本文 ->
'''

2022年度新卒採用において、10月に入ってから47人中21人の内々定を取り消したことで批判にさらされた不動産スタートアップ・BluAge。

11月4日には「弊社新卒採用手続に関するお詫びと対応について」と題したプレスリリースをコーポレートサイトに掲載。

事態の原因について、BluAge代表取締役CEOである佐々木拓輝氏の名義で「選考の最終プロセスの結果によっては内々定を取り消す可能性があることを十分に説明できていなかったことが混乱の原因」「新卒採用2年目の弊社に採用活動・運営における業務経験が浅く、『内々定』という社会通念への認識も不足していた」などと説明。内々定を取り消した21人に対しては「最大限の誠意をもって個別にご対応させていただく為、既に弊社よりお詫びのご連絡を開始している」とした。

既報の通り、BluAgeはDIAMOND SIGNALでも取材し、記事化しているスタートアップだ。本件の事実を確認すべく編集部でも取材を申し込んだが、その対応は疑問の残る内容だった。同社とのやりとり、内々定を取り消された複数の学生、出資するベンチャーキャピタル(VC)、さらにはPR業界関係者などの取材から騒動の本質を探る。

内々定取り消しから1カ月、騒動後からわずか数日で提示された30万円の「解決金」

まずは時系列で経緯をたどろう。BluAgeでは2021年4月から9月にかけて47人に内々定を出した。また内々定者には宅地建物取引士資格試験(宅建)の教材を提供し、資格取得のため勉強するよう提案した。その後、9月28日には内々定者向けに座談会を開催した。

'''

練習課題 ->
(1) 本文によると、BluAgeが2021年4月から9月にかけて内々定を出したのは何人か。
(2) 本文のうち、「既報の通り、BluAgeはD」を含む語句から始まり「の取材から騒動の本質を探る。」で終わる部分を、一字一句変えずに書き出せ。

提供情報 ->
'''

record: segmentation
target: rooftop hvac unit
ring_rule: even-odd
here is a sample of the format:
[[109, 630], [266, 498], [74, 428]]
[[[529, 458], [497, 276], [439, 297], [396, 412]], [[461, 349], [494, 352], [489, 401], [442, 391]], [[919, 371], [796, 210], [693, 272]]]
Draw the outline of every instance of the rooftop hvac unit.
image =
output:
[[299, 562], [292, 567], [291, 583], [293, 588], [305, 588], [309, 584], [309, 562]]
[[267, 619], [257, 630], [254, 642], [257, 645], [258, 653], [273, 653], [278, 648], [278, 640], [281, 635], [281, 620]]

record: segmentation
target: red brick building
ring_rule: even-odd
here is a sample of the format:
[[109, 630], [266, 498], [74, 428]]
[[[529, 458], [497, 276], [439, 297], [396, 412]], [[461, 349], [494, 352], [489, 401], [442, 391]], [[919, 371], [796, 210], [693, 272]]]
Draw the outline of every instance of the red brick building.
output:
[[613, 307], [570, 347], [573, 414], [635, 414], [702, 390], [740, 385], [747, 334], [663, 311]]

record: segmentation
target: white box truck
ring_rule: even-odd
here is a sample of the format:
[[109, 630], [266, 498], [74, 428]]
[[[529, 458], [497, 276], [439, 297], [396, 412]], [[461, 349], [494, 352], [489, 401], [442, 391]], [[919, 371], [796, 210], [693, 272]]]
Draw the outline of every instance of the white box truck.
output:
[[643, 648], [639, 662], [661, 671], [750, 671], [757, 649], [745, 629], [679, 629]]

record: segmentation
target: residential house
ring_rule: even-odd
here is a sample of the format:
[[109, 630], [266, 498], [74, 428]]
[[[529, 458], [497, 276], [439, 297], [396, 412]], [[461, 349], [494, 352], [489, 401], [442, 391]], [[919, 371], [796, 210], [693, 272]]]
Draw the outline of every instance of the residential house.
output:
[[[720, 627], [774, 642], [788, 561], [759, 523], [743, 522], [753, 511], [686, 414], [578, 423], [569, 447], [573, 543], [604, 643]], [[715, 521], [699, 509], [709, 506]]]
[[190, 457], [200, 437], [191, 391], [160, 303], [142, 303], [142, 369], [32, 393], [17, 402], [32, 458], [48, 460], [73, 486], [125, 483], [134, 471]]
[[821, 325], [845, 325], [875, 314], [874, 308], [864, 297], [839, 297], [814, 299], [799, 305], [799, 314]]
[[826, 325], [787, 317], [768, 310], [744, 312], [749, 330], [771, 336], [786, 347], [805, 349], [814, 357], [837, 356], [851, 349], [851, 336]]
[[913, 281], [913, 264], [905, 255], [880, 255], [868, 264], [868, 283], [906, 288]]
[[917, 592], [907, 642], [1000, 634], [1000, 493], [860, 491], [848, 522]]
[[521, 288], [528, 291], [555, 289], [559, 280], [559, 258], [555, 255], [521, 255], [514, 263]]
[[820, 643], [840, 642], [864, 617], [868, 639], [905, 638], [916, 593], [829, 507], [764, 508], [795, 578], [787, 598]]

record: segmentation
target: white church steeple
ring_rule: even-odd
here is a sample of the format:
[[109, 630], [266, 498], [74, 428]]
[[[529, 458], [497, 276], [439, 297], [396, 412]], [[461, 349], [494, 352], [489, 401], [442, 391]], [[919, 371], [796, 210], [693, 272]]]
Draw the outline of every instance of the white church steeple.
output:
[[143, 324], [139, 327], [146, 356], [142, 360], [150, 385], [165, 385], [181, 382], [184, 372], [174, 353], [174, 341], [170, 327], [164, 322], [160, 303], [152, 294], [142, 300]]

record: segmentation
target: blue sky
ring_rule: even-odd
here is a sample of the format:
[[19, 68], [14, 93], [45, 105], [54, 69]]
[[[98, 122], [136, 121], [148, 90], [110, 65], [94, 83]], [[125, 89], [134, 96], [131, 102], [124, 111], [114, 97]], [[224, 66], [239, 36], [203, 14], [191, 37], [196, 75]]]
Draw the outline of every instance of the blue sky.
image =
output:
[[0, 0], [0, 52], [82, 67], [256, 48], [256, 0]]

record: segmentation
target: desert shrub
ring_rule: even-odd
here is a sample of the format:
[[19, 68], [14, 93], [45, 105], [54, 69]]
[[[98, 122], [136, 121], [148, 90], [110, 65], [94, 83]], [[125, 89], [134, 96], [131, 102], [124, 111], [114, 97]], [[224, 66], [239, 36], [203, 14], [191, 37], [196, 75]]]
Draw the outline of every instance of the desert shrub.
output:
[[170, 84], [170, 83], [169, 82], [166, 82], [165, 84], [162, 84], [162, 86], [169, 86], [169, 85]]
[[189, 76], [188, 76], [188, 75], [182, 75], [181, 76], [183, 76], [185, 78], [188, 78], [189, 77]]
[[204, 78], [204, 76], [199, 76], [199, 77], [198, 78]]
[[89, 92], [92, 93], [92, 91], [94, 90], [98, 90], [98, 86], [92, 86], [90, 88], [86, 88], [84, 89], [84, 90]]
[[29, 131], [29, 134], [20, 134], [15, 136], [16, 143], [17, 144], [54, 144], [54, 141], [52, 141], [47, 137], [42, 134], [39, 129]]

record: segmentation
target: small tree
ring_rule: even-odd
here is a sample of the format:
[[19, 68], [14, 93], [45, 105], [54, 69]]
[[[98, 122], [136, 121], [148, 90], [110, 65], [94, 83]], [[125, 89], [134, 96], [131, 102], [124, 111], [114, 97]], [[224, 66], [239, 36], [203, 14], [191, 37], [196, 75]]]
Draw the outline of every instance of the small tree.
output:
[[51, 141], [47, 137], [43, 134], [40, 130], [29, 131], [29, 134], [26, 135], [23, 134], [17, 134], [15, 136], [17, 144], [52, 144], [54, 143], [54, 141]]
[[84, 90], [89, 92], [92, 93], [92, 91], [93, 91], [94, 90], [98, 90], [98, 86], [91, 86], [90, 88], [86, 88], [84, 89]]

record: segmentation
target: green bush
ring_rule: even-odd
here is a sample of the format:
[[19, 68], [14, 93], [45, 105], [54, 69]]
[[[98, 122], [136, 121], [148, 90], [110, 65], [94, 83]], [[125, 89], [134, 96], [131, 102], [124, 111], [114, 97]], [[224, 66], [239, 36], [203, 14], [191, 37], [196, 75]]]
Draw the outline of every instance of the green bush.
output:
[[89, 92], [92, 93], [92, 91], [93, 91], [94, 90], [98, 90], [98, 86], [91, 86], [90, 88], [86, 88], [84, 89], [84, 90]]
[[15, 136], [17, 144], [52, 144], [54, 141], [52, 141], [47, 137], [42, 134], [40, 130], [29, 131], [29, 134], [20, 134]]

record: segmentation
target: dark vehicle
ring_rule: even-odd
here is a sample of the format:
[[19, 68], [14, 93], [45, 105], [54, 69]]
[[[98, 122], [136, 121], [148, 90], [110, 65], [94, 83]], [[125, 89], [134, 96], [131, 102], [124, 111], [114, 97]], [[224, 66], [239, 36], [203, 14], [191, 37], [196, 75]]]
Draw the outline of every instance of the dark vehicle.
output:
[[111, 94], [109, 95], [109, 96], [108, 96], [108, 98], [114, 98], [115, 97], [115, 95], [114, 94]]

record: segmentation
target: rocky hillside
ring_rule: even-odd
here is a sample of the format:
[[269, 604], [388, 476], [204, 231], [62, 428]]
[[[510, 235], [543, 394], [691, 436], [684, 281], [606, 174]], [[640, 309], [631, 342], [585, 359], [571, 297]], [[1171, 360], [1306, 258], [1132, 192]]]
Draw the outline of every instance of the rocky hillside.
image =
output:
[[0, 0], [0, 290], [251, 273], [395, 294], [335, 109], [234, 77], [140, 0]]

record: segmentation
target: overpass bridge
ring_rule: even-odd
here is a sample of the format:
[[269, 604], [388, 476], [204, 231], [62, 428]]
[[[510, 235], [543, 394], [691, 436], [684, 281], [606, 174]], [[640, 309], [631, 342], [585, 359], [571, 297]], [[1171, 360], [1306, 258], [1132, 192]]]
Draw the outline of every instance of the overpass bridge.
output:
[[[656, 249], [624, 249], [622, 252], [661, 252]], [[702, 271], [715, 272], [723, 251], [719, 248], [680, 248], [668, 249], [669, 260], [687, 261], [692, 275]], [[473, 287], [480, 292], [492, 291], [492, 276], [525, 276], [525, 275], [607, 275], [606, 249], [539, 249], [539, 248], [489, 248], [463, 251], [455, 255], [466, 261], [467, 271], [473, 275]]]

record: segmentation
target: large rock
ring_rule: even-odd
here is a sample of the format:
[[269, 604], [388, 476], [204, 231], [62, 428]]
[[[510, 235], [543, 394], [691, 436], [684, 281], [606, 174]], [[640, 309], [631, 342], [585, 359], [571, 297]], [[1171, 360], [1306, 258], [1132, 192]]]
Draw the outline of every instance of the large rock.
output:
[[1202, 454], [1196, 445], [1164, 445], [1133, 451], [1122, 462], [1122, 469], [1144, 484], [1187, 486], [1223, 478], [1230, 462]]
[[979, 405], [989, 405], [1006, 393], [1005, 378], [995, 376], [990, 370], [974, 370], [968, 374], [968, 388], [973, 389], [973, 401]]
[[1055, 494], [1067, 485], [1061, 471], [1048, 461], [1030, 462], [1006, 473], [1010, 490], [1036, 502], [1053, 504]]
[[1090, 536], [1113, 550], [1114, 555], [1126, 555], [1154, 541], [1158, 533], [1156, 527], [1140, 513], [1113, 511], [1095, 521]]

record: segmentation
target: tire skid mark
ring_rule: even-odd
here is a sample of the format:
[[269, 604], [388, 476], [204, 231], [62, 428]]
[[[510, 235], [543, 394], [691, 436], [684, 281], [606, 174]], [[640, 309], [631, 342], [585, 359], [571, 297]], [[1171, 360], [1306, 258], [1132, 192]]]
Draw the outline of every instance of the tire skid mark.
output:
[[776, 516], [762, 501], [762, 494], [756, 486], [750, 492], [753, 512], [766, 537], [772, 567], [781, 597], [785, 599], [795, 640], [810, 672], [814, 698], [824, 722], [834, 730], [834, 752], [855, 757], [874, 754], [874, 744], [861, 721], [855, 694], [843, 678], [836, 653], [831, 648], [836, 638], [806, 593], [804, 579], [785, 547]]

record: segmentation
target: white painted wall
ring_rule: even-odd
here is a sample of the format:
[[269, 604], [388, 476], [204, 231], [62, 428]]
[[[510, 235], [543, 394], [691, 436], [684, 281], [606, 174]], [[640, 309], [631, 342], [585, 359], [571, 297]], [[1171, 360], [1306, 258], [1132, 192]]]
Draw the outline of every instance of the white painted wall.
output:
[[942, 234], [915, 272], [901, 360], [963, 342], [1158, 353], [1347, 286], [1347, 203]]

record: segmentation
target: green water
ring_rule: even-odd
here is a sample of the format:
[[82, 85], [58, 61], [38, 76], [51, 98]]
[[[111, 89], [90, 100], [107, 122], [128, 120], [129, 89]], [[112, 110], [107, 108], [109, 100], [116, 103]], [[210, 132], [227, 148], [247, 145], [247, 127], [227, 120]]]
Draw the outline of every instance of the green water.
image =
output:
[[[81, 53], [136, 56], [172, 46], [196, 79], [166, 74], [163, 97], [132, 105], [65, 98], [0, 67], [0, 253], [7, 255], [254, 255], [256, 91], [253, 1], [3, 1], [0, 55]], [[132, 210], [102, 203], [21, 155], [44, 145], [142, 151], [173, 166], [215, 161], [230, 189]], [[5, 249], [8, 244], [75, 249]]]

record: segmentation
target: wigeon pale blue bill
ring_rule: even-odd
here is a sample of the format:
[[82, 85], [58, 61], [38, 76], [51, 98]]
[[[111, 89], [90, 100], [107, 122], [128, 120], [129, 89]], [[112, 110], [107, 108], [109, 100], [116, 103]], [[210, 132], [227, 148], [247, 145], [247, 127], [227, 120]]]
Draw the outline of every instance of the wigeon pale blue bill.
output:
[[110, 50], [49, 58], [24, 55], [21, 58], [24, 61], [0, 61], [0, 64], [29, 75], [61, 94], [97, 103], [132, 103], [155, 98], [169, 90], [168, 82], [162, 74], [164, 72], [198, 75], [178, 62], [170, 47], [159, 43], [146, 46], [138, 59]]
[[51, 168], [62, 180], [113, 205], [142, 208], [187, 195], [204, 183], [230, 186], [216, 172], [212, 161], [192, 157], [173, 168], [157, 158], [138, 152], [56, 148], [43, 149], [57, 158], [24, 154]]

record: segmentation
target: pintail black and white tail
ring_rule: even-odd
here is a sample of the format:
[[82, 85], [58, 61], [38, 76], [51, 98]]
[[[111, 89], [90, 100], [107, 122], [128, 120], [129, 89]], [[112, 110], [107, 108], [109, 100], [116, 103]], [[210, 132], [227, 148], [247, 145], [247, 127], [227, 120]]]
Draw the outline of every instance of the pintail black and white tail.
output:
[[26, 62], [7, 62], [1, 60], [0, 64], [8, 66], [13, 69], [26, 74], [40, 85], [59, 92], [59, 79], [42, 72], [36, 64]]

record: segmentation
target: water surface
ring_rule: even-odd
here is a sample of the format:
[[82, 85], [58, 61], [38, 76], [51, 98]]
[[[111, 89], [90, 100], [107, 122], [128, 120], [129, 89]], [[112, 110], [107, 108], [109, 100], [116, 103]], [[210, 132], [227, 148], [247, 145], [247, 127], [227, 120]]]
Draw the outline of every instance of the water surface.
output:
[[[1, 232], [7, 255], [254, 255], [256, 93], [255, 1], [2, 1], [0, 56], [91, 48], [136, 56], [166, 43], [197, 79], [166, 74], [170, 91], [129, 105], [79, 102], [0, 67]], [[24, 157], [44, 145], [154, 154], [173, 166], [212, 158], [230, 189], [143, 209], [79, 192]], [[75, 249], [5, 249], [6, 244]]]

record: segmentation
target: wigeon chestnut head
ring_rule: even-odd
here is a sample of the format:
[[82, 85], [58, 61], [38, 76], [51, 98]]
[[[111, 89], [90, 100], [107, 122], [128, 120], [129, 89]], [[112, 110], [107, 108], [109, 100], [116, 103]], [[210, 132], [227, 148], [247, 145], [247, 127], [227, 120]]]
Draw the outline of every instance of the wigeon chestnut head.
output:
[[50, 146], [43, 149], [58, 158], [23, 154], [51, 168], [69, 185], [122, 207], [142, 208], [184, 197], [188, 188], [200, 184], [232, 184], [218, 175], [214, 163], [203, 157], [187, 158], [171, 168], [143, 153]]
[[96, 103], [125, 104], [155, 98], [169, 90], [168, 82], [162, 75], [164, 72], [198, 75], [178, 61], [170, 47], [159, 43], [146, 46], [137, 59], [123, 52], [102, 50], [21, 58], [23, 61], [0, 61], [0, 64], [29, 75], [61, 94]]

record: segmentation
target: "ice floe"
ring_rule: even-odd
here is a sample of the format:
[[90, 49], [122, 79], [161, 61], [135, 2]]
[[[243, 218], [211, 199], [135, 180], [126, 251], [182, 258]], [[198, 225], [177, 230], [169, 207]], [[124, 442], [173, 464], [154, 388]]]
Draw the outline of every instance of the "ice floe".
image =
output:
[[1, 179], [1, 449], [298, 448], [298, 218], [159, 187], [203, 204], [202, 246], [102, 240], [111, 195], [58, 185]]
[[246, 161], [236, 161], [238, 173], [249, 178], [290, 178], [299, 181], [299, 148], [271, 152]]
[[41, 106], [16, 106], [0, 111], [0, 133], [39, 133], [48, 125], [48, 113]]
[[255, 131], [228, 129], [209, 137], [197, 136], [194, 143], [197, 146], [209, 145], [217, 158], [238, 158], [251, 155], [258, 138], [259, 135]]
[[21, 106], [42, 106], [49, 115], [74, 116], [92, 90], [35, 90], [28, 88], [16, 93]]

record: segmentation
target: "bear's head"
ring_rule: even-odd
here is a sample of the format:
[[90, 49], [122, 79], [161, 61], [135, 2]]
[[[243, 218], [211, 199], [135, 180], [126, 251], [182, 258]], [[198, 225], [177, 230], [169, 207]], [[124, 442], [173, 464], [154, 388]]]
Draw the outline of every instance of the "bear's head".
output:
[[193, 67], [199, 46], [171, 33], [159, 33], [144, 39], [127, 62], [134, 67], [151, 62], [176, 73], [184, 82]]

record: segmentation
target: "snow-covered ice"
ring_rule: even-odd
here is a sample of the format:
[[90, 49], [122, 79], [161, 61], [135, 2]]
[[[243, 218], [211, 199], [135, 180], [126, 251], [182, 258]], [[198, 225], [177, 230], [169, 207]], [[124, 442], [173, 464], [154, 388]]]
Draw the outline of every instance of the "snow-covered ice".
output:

'''

正解 ->
(1) 47人。

(2)
既報の通り、BluAgeはDIAMOND SIGNALでも取材し、記事化しているスタートアップだ。本件の事実を確認すべく編集部でも取材を申し込んだが、その対応は疑問の残る内容だった。同社とのやりとり、内々定を取り消された複数の学生、出資するベンチャーキャピタル(VC)、さらにはPR業界関係者などの取材から騒動の本質を探る。